* _Task brief_:
Select every line of the data below that contains the string "before", and copy each such line in full.

* _Source data_:
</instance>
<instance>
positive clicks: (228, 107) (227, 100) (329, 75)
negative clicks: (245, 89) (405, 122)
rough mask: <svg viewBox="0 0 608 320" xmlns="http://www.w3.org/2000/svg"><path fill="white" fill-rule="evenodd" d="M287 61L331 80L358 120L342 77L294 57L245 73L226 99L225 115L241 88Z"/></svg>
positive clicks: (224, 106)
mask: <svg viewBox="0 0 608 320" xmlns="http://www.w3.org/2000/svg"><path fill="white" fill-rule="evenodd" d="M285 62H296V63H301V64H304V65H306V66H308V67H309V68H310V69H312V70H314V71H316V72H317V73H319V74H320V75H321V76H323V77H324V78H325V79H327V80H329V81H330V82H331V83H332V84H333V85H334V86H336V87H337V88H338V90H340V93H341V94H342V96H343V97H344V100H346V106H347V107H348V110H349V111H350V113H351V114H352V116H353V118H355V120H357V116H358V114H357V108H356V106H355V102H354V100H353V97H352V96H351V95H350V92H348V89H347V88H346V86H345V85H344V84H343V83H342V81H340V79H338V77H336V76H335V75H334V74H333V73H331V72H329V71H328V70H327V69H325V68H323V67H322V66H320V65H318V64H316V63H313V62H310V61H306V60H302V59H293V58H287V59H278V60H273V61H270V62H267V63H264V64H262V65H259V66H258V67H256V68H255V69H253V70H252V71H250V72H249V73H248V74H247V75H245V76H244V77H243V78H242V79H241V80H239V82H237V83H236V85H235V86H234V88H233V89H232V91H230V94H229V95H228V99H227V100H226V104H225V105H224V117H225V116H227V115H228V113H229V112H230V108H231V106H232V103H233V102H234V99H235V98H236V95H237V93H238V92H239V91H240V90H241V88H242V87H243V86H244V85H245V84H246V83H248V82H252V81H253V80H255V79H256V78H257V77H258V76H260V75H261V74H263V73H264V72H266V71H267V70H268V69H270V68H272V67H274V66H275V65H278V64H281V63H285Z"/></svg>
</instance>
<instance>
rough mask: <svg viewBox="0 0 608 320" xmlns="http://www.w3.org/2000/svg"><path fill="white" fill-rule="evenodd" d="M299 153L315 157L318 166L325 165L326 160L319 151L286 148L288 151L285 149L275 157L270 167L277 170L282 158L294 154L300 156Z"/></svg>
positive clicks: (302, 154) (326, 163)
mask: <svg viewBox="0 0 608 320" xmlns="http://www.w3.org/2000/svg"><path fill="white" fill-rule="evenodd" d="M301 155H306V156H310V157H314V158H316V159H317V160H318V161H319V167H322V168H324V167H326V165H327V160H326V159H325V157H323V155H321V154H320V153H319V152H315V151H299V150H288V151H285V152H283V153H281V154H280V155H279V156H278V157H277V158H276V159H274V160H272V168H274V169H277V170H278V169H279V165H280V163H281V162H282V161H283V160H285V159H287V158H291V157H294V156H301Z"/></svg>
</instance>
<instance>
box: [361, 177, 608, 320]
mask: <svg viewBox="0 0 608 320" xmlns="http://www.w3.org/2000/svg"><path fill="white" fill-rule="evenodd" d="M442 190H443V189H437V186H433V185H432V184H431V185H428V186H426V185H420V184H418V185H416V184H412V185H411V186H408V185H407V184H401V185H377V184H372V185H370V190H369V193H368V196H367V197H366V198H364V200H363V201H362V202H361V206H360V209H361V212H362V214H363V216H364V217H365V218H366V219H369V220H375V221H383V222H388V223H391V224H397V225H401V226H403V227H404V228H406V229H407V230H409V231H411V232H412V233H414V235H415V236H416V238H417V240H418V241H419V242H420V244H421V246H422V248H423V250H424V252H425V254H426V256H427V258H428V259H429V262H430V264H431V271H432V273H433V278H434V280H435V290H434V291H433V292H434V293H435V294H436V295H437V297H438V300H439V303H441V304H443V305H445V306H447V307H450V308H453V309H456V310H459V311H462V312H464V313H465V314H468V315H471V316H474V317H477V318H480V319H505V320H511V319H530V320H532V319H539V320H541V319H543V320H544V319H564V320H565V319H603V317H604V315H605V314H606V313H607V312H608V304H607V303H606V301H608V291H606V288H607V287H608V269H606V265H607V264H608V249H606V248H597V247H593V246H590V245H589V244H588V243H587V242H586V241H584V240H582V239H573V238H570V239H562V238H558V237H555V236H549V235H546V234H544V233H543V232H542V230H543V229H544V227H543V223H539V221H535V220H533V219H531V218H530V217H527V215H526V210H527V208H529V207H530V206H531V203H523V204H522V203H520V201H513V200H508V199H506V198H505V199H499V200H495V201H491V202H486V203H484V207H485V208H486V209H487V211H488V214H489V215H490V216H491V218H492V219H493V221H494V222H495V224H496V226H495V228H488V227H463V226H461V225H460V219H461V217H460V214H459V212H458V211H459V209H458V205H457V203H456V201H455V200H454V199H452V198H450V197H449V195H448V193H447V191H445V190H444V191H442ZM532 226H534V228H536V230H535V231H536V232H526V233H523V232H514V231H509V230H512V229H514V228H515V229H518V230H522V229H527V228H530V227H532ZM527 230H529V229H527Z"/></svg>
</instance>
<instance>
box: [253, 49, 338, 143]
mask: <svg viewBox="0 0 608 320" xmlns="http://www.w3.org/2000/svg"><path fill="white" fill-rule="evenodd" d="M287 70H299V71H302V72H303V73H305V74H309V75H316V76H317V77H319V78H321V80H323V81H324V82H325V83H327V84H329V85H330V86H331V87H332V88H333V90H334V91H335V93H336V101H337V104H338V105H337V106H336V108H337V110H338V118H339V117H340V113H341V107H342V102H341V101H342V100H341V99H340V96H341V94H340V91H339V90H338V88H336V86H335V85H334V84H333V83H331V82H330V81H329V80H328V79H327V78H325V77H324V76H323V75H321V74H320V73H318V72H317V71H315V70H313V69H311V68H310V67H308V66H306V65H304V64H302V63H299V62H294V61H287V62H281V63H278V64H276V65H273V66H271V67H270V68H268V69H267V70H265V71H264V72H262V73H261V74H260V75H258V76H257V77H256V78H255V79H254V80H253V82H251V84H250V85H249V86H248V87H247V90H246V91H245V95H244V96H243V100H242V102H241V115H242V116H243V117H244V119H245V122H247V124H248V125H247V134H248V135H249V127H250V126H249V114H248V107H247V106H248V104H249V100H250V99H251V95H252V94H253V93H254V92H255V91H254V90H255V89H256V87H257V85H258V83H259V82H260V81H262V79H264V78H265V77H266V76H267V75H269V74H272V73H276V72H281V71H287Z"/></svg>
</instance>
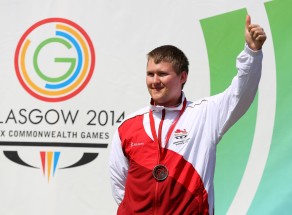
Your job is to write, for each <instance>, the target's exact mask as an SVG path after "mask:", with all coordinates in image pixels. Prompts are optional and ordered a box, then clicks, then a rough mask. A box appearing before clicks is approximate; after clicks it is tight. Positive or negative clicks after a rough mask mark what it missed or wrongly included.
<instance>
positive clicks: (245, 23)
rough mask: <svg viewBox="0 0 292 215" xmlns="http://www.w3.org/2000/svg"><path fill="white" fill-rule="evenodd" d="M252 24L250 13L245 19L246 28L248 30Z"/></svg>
mask: <svg viewBox="0 0 292 215" xmlns="http://www.w3.org/2000/svg"><path fill="white" fill-rule="evenodd" d="M250 24H251V18H250V15H246V19H245V29H247V30H248V26H249V25H250Z"/></svg>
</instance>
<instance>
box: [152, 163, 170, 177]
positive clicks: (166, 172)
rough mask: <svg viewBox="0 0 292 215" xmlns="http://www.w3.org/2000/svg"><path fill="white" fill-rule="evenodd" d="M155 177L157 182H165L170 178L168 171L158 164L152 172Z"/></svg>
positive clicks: (162, 165)
mask: <svg viewBox="0 0 292 215" xmlns="http://www.w3.org/2000/svg"><path fill="white" fill-rule="evenodd" d="M152 174H153V177H154V178H155V179H156V180H157V181H164V180H165V179H166V178H167V176H168V169H167V168H166V166H164V165H162V164H158V165H156V166H155V167H154V169H153V170H152Z"/></svg>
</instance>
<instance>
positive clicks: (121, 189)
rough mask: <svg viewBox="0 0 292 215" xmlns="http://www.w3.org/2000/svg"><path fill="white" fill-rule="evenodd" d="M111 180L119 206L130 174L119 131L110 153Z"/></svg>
mask: <svg viewBox="0 0 292 215" xmlns="http://www.w3.org/2000/svg"><path fill="white" fill-rule="evenodd" d="M109 166H110V180H111V188H112V195H113V197H114V199H115V201H116V202H117V204H118V205H119V204H120V203H121V201H122V200H123V198H124V194H125V184H126V178H127V174H128V160H127V158H126V157H125V156H124V153H123V150H122V144H121V140H120V137H119V133H118V130H117V131H116V132H115V134H114V137H113V141H112V145H111V151H110V160H109Z"/></svg>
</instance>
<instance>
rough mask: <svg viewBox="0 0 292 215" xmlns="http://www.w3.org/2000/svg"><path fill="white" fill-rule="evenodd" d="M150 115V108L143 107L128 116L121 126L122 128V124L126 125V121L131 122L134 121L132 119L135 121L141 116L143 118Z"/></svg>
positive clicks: (148, 106)
mask: <svg viewBox="0 0 292 215" xmlns="http://www.w3.org/2000/svg"><path fill="white" fill-rule="evenodd" d="M147 113H149V106H146V107H143V108H140V109H139V110H137V111H135V112H133V113H131V114H129V115H127V116H126V117H125V118H124V120H123V121H122V123H121V124H120V126H121V125H122V124H124V123H125V122H126V121H129V120H132V119H135V118H137V117H139V116H143V115H145V114H147Z"/></svg>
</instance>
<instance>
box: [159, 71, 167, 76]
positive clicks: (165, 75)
mask: <svg viewBox="0 0 292 215" xmlns="http://www.w3.org/2000/svg"><path fill="white" fill-rule="evenodd" d="M166 75H167V73H164V72H162V73H159V76H160V77H163V76H166Z"/></svg>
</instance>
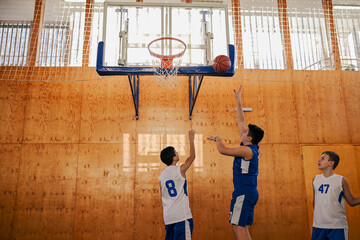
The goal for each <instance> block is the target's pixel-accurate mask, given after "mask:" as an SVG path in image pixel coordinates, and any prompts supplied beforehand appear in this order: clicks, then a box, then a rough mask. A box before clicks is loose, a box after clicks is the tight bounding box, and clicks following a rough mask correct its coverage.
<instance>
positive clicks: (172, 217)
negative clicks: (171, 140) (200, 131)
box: [159, 130, 195, 240]
mask: <svg viewBox="0 0 360 240" xmlns="http://www.w3.org/2000/svg"><path fill="white" fill-rule="evenodd" d="M194 139H195V130H190V131H189V143H190V155H189V157H188V158H187V159H186V160H185V162H184V163H183V164H181V165H180V166H177V163H178V162H179V154H178V153H177V151H176V150H175V148H174V147H172V146H168V147H166V148H164V149H163V150H162V151H161V153H160V158H161V161H162V162H163V163H164V164H166V165H167V167H166V168H165V169H164V170H163V171H162V172H161V174H160V177H159V181H160V188H161V199H162V204H163V216H164V223H165V230H166V235H165V240H190V239H191V235H192V230H193V219H192V214H191V210H190V205H189V197H188V188H187V181H186V172H187V170H188V169H189V168H190V166H191V165H192V163H193V162H194V160H195V144H194Z"/></svg>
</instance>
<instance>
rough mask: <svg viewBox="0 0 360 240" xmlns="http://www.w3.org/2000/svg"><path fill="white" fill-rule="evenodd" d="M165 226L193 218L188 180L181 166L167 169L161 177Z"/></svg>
mask: <svg viewBox="0 0 360 240" xmlns="http://www.w3.org/2000/svg"><path fill="white" fill-rule="evenodd" d="M159 180H160V186H161V198H162V204H163V211H164V212H163V215H164V222H165V225H168V224H172V223H176V222H181V221H184V220H186V219H190V218H192V215H191V210H190V206H189V197H188V191H187V182H186V178H184V177H183V176H182V175H181V172H180V166H168V167H166V168H165V169H164V170H163V171H162V173H161V174H160V177H159Z"/></svg>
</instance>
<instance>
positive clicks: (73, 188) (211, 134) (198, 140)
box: [0, 68, 360, 240]
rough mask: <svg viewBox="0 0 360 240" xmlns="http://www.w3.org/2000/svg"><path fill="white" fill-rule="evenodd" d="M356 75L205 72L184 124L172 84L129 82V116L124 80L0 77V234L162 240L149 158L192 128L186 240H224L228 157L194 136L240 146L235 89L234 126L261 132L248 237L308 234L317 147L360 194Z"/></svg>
mask: <svg viewBox="0 0 360 240" xmlns="http://www.w3.org/2000/svg"><path fill="white" fill-rule="evenodd" d="M0 71H1V69H0ZM89 71H92V72H94V69H93V68H89ZM54 74H56V72H54ZM95 74H96V73H94V75H95ZM0 76H1V74H0ZM359 79H360V73H359V72H345V71H290V70H286V71H278V70H241V71H239V72H237V73H236V75H235V76H234V77H233V78H212V77H206V78H205V80H204V82H203V84H202V87H201V90H200V93H199V97H198V99H197V102H196V105H195V109H194V112H193V120H191V121H190V120H189V119H188V102H189V101H188V80H187V79H186V78H183V77H181V78H180V79H179V86H178V87H177V88H175V89H171V90H169V89H167V88H165V87H162V86H159V85H157V83H156V80H155V79H153V78H152V77H141V79H140V111H139V117H140V119H139V120H135V112H134V107H133V102H132V98H131V91H130V87H129V83H128V80H127V78H126V77H117V78H116V77H111V78H105V77H104V78H101V79H100V80H93V81H87V82H70V83H69V82H64V83H54V82H12V81H0V239H125V240H131V239H134V240H135V239H163V238H164V234H165V229H164V225H163V220H162V205H161V198H160V192H159V183H158V176H159V174H160V172H161V171H162V169H163V168H164V165H163V164H162V163H161V162H160V159H159V152H160V150H161V147H163V146H164V145H166V144H172V145H174V146H175V147H176V148H177V149H178V151H179V152H180V159H181V160H185V158H186V154H188V152H189V147H188V140H187V139H188V138H187V132H188V130H189V129H191V128H194V129H195V130H196V131H197V135H196V150H197V159H196V161H195V163H194V165H193V166H192V167H191V169H190V171H189V172H188V174H187V178H188V182H189V196H190V205H191V209H192V213H193V217H194V233H193V238H194V239H213V240H215V239H234V238H233V235H232V231H231V225H230V224H229V223H228V216H229V213H228V212H229V207H230V199H231V193H232V189H233V186H232V158H230V157H225V156H221V155H220V154H219V153H218V152H217V150H216V147H215V144H214V143H213V142H209V141H207V140H206V138H207V137H208V136H210V135H219V136H222V137H223V138H224V139H225V141H226V143H227V144H229V145H233V146H235V145H237V144H239V142H240V137H239V135H238V133H237V126H236V115H235V100H234V94H233V89H234V88H238V87H239V85H240V84H243V94H242V99H243V105H244V107H251V108H252V109H253V111H252V112H246V113H245V116H246V119H247V121H248V122H249V123H256V124H258V125H259V126H261V127H263V129H264V130H265V137H264V140H263V141H262V143H261V148H260V154H261V156H260V174H259V178H258V180H259V192H260V199H259V202H258V205H257V207H256V210H255V220H254V225H253V226H252V227H251V229H250V231H251V234H252V236H253V239H261V240H264V239H284V240H286V239H299V240H300V239H301V240H303V239H309V238H310V234H311V224H312V214H313V210H312V207H311V206H312V188H311V179H312V177H313V176H314V175H315V174H318V173H319V171H318V170H317V160H318V158H319V156H320V154H321V152H322V151H324V150H334V151H336V152H338V153H339V154H340V158H341V161H340V165H339V166H338V168H337V169H336V172H337V173H339V174H344V175H345V176H346V178H347V179H348V180H349V183H350V187H351V190H352V192H353V194H354V195H356V196H360V188H359V186H360V162H359V161H360V160H359V159H360V148H359V146H358V145H359V143H360V134H359V129H360V121H359V119H360V107H359V102H360V91H359ZM346 210H347V216H348V222H349V226H350V239H360V229H359V228H358V226H359V225H360V209H359V208H358V207H355V208H350V207H348V206H347V207H346Z"/></svg>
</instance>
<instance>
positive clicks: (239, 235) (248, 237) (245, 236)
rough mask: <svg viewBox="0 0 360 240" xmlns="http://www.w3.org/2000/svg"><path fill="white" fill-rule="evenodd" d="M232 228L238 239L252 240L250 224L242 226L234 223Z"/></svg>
mask: <svg viewBox="0 0 360 240" xmlns="http://www.w3.org/2000/svg"><path fill="white" fill-rule="evenodd" d="M232 229H233V233H234V236H235V238H236V240H243V239H244V240H251V236H250V233H249V228H248V226H246V227H242V226H238V225H234V224H233V225H232Z"/></svg>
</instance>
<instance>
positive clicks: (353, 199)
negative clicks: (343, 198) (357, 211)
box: [342, 177, 360, 207]
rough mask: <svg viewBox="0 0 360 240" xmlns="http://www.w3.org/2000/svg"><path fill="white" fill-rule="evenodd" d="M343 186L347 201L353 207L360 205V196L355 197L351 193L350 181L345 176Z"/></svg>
mask: <svg viewBox="0 0 360 240" xmlns="http://www.w3.org/2000/svg"><path fill="white" fill-rule="evenodd" d="M342 186H343V192H344V197H345V200H346V202H347V203H348V204H349V205H350V206H351V207H354V206H356V205H359V204H360V198H354V197H353V195H352V194H351V191H350V187H349V183H348V181H347V180H346V178H345V177H343V180H342Z"/></svg>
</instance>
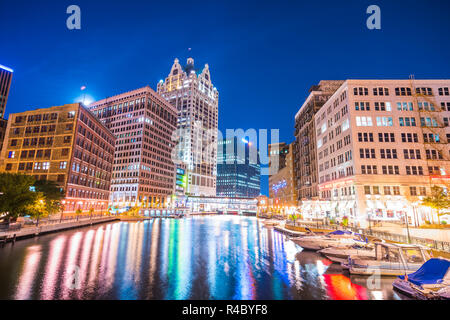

* _Your response_:
Your job is to write, for each <instance>, the target's exact mask as an SVG path after "mask:", with all coordinates in image pixels. Prompts are optional and ordered a box, then clicks, then a rough mask. A box appearing before clicks is approximate; after clicks it is tight. Positive or negative clicks after a rough mask mark what it missed or wrongly included.
The goal for each <instance> block is the target's pixel-accurate mask, given after "mask:" as an SVG path in image pixel coordinates, and any prompts supplied beforehand appear in this order: clicks, then a box, then a rough mask. A box before clicks is loose, a box after clicks is the tight bounding box, and clicks following a rough mask correct its coverage.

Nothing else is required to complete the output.